**WHAT IS ASKED**
Reproduce verbatim the portion of the material that runs from the line containing "You are given a photograph. Could you point to the street" through the final line of the material, inclusive.

--- start DATA FOR THE TASK ---

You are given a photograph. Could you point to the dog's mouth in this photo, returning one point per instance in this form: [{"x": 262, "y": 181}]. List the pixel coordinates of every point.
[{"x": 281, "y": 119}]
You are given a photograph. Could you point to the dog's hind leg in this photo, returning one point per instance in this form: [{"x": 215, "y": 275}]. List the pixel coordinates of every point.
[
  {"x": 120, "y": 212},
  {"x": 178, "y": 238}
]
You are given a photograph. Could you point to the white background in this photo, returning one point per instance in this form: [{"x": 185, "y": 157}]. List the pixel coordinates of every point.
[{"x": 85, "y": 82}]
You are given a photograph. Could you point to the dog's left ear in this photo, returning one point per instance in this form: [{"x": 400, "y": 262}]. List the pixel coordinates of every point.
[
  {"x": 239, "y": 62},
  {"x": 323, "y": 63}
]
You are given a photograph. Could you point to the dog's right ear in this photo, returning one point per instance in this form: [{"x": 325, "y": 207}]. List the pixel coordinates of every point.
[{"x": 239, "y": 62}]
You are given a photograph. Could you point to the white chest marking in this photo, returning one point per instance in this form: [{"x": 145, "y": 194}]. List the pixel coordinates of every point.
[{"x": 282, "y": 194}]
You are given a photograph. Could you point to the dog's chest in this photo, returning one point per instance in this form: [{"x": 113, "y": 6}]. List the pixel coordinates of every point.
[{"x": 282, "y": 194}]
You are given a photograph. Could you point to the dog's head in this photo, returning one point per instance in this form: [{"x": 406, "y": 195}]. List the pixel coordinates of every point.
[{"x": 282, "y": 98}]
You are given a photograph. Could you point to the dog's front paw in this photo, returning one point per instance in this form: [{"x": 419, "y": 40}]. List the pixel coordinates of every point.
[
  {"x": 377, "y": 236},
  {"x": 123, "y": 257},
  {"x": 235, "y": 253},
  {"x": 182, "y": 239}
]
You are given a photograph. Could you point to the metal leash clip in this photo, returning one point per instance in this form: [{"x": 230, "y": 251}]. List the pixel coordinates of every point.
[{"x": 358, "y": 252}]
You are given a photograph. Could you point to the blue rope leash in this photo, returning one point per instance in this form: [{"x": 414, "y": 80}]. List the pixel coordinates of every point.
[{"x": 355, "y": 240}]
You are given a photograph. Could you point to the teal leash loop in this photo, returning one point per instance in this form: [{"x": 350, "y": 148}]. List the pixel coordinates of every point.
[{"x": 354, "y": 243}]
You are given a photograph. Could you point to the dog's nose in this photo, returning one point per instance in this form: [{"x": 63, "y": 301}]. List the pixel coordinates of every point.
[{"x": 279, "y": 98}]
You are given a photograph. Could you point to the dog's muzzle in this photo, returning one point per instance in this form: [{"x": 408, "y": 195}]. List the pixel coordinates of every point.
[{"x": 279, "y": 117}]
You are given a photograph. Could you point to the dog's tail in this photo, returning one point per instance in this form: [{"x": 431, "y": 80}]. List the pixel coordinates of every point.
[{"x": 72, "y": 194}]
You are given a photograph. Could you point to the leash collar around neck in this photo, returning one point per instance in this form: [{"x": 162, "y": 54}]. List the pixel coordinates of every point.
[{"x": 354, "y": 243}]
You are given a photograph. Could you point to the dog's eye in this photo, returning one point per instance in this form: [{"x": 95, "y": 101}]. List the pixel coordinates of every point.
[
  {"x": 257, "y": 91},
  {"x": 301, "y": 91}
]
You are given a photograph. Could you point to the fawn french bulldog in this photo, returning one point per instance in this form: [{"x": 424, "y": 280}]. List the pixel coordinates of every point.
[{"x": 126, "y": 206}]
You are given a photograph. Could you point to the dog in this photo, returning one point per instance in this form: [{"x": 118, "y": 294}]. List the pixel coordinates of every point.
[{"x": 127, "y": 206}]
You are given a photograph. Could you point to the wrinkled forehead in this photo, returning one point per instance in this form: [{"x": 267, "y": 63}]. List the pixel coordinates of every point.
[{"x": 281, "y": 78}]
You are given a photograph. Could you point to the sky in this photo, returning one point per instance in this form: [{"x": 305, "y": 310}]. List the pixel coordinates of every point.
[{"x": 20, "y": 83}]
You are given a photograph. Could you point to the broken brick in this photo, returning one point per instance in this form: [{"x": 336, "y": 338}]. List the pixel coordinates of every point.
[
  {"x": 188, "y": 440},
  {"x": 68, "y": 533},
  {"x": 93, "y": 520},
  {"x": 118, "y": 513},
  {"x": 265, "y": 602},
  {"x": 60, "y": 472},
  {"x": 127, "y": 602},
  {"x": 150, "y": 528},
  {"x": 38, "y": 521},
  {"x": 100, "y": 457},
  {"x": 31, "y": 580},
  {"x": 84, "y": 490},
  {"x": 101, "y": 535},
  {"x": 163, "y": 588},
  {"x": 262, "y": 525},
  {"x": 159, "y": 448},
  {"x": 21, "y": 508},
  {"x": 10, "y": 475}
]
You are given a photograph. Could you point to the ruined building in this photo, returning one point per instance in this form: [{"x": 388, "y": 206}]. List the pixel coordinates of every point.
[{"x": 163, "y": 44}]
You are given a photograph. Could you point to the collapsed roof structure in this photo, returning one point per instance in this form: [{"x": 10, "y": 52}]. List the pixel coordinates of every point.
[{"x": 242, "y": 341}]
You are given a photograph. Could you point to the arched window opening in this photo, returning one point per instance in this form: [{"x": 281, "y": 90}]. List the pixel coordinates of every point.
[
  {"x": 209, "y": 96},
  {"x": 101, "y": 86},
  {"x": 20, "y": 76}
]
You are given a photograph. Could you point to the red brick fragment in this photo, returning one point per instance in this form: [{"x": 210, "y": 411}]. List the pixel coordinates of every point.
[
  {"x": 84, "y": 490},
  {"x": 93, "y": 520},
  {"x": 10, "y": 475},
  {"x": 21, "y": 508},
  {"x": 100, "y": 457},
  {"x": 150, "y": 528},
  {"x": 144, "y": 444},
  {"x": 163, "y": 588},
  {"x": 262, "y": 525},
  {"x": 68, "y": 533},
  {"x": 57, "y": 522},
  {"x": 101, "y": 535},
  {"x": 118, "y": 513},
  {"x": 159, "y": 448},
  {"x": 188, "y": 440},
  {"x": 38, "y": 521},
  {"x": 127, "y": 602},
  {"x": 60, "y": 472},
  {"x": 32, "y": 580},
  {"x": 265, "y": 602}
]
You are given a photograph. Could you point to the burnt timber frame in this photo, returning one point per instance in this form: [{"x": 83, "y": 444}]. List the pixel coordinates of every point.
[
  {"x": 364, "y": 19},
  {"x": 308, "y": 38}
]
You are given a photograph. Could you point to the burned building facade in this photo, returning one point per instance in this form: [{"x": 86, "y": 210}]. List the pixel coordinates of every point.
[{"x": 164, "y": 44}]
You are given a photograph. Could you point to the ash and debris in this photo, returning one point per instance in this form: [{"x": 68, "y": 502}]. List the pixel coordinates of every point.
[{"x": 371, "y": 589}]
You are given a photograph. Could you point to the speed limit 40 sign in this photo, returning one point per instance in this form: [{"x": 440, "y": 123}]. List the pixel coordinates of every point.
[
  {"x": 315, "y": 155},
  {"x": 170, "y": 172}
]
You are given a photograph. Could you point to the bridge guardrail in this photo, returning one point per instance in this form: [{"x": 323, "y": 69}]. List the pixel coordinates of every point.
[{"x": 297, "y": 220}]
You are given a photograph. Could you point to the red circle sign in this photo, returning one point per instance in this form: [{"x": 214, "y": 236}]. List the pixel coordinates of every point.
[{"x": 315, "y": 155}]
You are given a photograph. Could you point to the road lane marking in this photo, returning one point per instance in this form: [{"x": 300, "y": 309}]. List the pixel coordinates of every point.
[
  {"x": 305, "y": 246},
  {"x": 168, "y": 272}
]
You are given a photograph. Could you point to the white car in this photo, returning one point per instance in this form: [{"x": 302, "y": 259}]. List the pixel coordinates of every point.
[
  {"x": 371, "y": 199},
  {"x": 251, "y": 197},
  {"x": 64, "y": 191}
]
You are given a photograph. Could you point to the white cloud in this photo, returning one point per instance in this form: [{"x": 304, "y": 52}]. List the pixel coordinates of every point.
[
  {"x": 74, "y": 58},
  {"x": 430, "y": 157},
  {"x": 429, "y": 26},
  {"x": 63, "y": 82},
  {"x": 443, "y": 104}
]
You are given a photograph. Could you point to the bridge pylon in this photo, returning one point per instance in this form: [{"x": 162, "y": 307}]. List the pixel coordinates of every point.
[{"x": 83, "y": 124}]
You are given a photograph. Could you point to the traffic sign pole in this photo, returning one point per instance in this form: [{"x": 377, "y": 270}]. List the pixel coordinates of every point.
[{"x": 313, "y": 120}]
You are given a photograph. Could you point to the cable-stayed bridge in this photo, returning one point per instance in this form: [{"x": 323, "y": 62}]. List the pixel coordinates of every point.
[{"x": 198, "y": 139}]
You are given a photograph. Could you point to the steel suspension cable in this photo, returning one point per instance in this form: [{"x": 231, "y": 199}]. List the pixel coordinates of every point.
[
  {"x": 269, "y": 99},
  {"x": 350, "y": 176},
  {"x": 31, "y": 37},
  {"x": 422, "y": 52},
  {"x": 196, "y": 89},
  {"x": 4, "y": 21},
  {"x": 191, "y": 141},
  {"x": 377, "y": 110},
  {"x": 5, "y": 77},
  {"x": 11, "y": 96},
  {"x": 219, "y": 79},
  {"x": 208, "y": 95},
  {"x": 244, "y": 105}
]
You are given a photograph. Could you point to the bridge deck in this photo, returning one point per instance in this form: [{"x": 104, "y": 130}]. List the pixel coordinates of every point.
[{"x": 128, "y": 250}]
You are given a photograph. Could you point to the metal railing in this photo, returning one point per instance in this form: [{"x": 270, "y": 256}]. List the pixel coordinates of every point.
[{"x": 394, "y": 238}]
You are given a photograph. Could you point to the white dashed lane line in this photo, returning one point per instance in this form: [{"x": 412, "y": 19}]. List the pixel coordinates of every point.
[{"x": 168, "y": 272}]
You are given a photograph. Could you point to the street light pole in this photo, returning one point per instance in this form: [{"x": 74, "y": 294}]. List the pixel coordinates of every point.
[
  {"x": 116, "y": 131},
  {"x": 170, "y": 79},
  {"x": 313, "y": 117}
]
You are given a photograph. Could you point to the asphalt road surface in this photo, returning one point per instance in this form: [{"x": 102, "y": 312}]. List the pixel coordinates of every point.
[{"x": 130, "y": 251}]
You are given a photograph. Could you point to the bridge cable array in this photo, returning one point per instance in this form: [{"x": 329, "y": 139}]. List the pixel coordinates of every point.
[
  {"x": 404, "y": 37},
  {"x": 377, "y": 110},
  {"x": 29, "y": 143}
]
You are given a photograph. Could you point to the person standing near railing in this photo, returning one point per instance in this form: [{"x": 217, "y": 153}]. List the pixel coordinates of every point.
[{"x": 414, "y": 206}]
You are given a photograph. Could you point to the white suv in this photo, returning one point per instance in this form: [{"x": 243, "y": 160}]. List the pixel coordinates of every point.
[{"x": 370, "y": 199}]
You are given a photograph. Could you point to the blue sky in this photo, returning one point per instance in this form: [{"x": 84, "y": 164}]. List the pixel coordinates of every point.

--- end DATA FOR THE TASK ---

**COMPLETED EXERCISE**
You are given a photograph. Could you point to the street light pole in this photo, returning one point per instance in this form: [{"x": 74, "y": 294}]. List the pixel coordinates of every point.
[
  {"x": 116, "y": 131},
  {"x": 170, "y": 79},
  {"x": 313, "y": 117}
]
You are given a photograph. Could you point to the asphalt road surface in this photo, returning one point per instance in this form: [{"x": 102, "y": 312}]. List the pixel coordinates of every point.
[{"x": 130, "y": 251}]
You are given a photograph. Could you point to the bridge cable array in this photo, returning one point per instance in this form: [{"x": 329, "y": 139}]. List the pixel coordinates of every point.
[
  {"x": 404, "y": 37},
  {"x": 377, "y": 110},
  {"x": 29, "y": 143}
]
You are given a photograph. Could you point to the person standing near railing in this photo, returning one point per instance in this form: [{"x": 217, "y": 153}]. List the pixel coordinates of every point.
[{"x": 414, "y": 206}]
You are given a photograph. Could you point to the white suv in this photo, returning one point per instance in this form: [{"x": 243, "y": 160}]. List the pixel coordinates of every point.
[{"x": 370, "y": 199}]
You are given a photograph. Could you point to the blue sky in this photo, returning one point per instance in this form: [{"x": 84, "y": 164}]. List the pixel coordinates of every point.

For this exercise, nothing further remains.